The exercise: Rewrite the lines from the very first one up to and including the line with "M 445 247 L" as a numbered list, skipping any blank lines.

Record extracts:

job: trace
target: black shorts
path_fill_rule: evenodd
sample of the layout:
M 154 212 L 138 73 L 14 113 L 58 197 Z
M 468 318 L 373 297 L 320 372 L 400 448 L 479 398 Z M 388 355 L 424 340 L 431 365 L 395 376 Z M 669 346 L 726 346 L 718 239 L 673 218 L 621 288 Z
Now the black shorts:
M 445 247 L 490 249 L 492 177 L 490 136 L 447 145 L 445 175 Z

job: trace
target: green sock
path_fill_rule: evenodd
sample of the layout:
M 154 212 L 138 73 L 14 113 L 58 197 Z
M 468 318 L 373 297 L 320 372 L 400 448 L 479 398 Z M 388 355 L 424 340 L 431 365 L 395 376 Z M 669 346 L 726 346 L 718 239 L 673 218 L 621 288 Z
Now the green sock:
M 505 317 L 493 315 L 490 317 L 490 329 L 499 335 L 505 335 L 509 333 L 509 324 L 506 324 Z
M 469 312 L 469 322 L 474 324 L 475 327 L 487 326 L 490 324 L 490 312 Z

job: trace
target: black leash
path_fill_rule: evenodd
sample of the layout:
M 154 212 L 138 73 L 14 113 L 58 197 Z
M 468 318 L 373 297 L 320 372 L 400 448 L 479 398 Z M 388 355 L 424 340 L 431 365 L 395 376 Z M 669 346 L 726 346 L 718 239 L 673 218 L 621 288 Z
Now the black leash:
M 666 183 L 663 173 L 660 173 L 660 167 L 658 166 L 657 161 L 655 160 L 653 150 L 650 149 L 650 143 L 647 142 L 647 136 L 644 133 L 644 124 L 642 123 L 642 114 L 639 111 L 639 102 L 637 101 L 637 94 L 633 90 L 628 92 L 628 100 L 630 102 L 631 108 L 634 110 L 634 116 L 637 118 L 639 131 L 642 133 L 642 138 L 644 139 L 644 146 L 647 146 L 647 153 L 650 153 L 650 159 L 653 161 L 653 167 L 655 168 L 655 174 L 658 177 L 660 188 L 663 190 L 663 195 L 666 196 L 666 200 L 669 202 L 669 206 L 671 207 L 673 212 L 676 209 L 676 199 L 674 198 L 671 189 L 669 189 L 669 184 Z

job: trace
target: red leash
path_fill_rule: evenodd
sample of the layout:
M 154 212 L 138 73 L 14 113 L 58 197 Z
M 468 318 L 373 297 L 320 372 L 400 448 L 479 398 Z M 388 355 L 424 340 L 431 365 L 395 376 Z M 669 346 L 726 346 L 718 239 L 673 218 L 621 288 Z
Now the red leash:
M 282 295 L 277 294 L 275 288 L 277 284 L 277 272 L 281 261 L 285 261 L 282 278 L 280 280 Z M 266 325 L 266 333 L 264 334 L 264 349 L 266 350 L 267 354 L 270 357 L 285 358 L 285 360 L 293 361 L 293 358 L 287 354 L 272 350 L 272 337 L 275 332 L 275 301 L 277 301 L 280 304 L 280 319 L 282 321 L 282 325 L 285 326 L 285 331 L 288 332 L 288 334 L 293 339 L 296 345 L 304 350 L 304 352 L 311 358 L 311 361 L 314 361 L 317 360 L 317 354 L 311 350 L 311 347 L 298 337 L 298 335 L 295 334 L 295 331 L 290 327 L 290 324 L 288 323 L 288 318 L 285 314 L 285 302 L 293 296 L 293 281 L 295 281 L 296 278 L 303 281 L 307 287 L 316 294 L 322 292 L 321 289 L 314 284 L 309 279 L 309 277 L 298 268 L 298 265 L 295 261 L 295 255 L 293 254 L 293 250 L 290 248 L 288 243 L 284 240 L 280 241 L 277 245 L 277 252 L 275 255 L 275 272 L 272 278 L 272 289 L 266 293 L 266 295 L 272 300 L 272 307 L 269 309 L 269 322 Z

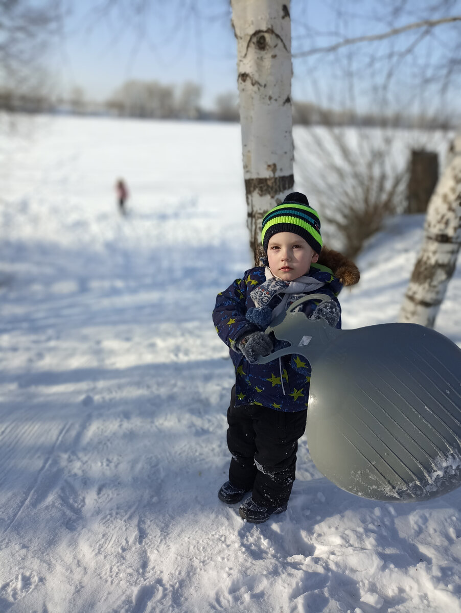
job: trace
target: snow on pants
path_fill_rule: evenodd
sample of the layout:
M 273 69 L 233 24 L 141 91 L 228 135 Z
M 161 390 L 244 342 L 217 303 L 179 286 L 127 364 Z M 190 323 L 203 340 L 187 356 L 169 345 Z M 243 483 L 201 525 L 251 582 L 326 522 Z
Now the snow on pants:
M 258 504 L 288 502 L 307 409 L 292 413 L 235 403 L 234 386 L 227 409 L 227 446 L 232 456 L 229 481 L 235 487 L 253 490 L 253 499 Z

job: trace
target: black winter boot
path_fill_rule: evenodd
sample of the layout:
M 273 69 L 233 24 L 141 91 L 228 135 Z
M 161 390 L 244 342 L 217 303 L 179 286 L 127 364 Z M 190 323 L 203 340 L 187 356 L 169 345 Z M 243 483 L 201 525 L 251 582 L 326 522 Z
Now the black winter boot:
M 238 509 L 238 514 L 251 524 L 262 524 L 267 522 L 271 515 L 278 515 L 286 511 L 287 506 L 286 502 L 273 506 L 262 506 L 254 502 L 250 496 Z
M 230 481 L 226 481 L 221 486 L 221 489 L 218 492 L 218 498 L 226 504 L 235 504 L 236 502 L 240 502 L 245 493 L 250 491 L 234 487 Z

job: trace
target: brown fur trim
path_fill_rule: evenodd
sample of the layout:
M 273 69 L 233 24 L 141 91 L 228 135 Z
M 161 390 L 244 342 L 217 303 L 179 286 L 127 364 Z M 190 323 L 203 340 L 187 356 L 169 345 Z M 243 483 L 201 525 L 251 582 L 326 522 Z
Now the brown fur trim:
M 333 274 L 346 287 L 355 285 L 360 279 L 360 272 L 354 262 L 339 251 L 322 247 L 318 263 L 331 268 Z

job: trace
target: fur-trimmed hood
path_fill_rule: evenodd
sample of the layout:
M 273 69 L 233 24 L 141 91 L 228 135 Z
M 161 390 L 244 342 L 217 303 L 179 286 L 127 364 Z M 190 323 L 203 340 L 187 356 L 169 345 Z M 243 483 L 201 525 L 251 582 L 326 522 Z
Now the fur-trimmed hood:
M 320 252 L 318 264 L 329 268 L 344 287 L 355 285 L 360 279 L 360 272 L 352 260 L 339 251 L 323 247 Z

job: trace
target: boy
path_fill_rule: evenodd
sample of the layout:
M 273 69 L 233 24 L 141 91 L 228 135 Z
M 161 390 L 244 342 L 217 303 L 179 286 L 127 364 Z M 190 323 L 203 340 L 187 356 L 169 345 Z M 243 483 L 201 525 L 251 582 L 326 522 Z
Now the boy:
M 286 356 L 267 364 L 260 356 L 276 349 L 264 330 L 272 319 L 310 293 L 333 299 L 301 305 L 307 317 L 341 327 L 337 295 L 344 284 L 359 280 L 355 265 L 340 254 L 322 249 L 320 220 L 303 194 L 289 194 L 262 220 L 261 242 L 267 266 L 246 270 L 242 279 L 216 297 L 213 319 L 219 337 L 229 347 L 235 369 L 227 410 L 227 446 L 232 454 L 229 481 L 218 497 L 240 502 L 248 522 L 259 524 L 286 510 L 295 479 L 297 441 L 304 433 L 311 369 L 303 356 Z

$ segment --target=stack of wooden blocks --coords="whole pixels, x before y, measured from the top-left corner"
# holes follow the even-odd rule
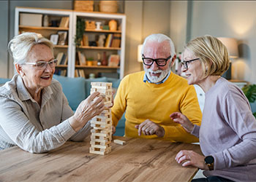
[[[112,83],[91,82],[91,94],[99,92],[104,98],[105,109],[91,120],[90,153],[105,155],[111,151],[112,140]]]

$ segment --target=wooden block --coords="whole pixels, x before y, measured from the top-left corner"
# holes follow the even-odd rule
[[[116,140],[114,140],[114,143],[124,146],[125,144],[126,141],[116,139]]]

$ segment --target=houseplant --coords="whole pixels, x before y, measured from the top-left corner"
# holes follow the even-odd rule
[[[256,84],[249,84],[242,88],[245,96],[246,96],[249,102],[254,103],[256,100]],[[253,113],[256,117],[256,112]]]

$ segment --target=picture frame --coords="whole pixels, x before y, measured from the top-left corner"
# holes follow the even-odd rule
[[[65,45],[67,37],[67,31],[58,31],[58,34],[59,34],[58,44]]]
[[[59,34],[57,33],[50,34],[50,41],[53,42],[53,45],[57,45],[59,41]]]

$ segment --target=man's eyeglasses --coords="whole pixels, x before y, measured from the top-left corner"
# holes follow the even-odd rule
[[[195,59],[189,60],[183,60],[183,61],[181,61],[181,66],[184,66],[185,69],[188,69],[189,66],[189,64],[192,62],[193,62],[195,60],[199,60],[199,58],[195,58]]]
[[[23,64],[26,65],[34,65],[34,66],[37,66],[38,68],[40,69],[45,69],[48,64],[49,64],[50,68],[53,68],[56,66],[57,60],[54,59],[50,61],[38,61],[36,63],[24,63]]]
[[[143,61],[143,64],[146,66],[151,66],[154,62],[156,62],[157,65],[159,66],[165,66],[166,65],[167,61],[172,58],[170,55],[168,58],[159,58],[159,59],[152,59],[149,58],[145,58],[144,55],[142,55],[142,60]]]

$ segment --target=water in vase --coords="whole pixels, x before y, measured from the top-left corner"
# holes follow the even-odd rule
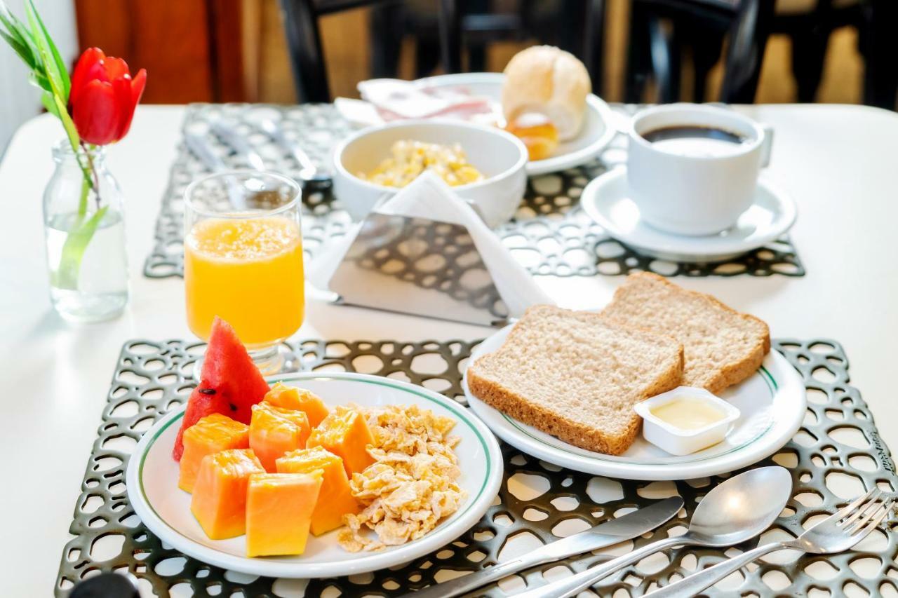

Solution below:
1. job: trace
2. target: black shorts
3. path_fill_rule: evenodd
4. sample of the layout:
5. M 154 212 L 138 73 L 14 113 L 58 197 Z
6. M 468 318 L 373 297 L 320 372 L 400 448 L 479 398 Z M 388 355 L 424 340 L 431 365 L 395 376 Z M 669 346 L 726 346 L 718 239 L 673 218 L 621 288 Z
7. Now the black shorts:
8. M 445 247 L 490 249 L 492 177 L 490 136 L 447 145 L 445 175 Z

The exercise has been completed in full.